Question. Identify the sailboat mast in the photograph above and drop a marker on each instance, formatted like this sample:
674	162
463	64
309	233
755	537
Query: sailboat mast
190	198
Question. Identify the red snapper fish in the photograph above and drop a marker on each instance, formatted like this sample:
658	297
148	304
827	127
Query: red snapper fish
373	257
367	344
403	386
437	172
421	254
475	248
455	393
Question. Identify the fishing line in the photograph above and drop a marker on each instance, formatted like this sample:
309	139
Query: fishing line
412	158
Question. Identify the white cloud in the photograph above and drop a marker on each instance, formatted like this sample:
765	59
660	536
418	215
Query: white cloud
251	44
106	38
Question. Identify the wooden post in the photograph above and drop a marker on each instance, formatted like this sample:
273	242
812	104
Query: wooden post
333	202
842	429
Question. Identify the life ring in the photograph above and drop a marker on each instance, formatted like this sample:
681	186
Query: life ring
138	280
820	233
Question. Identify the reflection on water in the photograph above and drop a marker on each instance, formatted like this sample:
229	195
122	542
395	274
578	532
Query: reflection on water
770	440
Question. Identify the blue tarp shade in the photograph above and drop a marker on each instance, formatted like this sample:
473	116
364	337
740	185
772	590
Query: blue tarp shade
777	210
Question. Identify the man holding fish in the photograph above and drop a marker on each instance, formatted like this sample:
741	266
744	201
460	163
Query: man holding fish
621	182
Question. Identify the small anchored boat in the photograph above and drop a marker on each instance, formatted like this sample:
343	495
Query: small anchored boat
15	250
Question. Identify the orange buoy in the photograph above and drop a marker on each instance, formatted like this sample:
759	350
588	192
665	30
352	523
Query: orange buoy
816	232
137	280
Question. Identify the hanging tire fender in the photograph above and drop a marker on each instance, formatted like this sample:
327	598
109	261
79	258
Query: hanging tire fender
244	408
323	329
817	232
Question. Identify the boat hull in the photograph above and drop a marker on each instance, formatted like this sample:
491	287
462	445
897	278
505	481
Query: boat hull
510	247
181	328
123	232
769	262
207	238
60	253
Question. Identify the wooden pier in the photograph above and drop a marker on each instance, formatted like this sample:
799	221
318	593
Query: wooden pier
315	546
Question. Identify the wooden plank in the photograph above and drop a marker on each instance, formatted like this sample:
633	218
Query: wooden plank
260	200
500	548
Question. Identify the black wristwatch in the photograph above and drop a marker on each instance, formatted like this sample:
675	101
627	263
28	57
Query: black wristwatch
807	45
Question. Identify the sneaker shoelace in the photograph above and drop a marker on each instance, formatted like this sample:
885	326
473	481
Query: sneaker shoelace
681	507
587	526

· · ·

Exercise details: Change "drop a marker" to "place a point" wherever it appears in the items above, and reproduce all the items with no other alterations.

Written solution:
Question. Identify the sailboat mast in the photograph above and place a point on each instance, formatted like this sample:
674	162
463	64
309	233
755	537
Query: sailboat mast
190	198
Question. Identify the red snapper fish in the photograph above and place a point on each instance, formatted like this sample:
658	297
148	304
827	127
Query: red snapper fish
373	257
367	344
403	386
437	172
421	254
475	248
455	393
Question. Identify the fishing line in the photograph above and place a point on each instance, formatted like this sample:
309	139
Query: fishing line
412	158
Question. Identify the white cloud in the photograph above and place a point on each instance, formatted like this sample:
765	59
660	536
418	215
Query: white cloud
251	44
106	38
Question. Identify the wooden post in the photograph above and place a point on each instance, formatted like this sample:
273	242
812	104
Query: wooden post
333	202
842	429
Question. Identify the life ring in the photograph above and place a point on each instance, formatted like this sample:
681	186
Query: life ring
138	280
820	233
Question. Identify the reflection on water in the photograph above and place a point on each instance, formatted like this sample:
229	195
122	542
395	274
578	532
Query: reflection on water
770	440
Question. Identify the blue tarp shade in the photograph above and place a point on each instance, formatted like this sample:
473	116
364	337
740	185
772	590
Query: blue tarp shade
777	210
Question. Identify the man holding fish in the photograph above and place a point on each instance, formatted like this sample:
741	266
744	201
460	163
Query: man holding fish
621	182
Question. Identify the small anchored boat in the photograph above and place a point on each instance, formatted like this sample:
343	495
Query: small anchored boat
15	250
Question. Identify the orange buoy in the photograph above and place a point on each instance, formatted like this sample:
759	350
588	192
665	30
352	523
Query: orange buoy
816	232
137	280
Question. Identify the hanging tire fender in the photograph above and place a point on each instance, formatted like this sample:
327	598
109	261
79	258
Query: hanging tire fender
244	408
323	329
817	232
Question. Identify the boat hull in the photograph above and place a point on each instance, formatted like this sample:
491	287
462	445
897	278
505	481
Query: boat hull
510	247
181	328
123	232
769	262
207	238
60	253
Question. Identify the wooden pier in the photograph above and place a point on each instance, formatted like this sample:
799	221
318	593
Query: wooden pier
315	546
Question. Identify the wooden plank in the photograph above and place a point on each instance, formatted like this sample:
633	218
Query: wooden plank
260	200
500	548
Question. Identify the black wristwatch in the photograph above and place a point on each instance, formatted like this sample:
675	101
627	263
28	57
Query: black wristwatch
807	45
Question. Identify the sneaker shoelace in the photograph above and place a point on each instance, formatted like this sample:
885	326
473	481
Query: sneaker shoelace
681	507
587	526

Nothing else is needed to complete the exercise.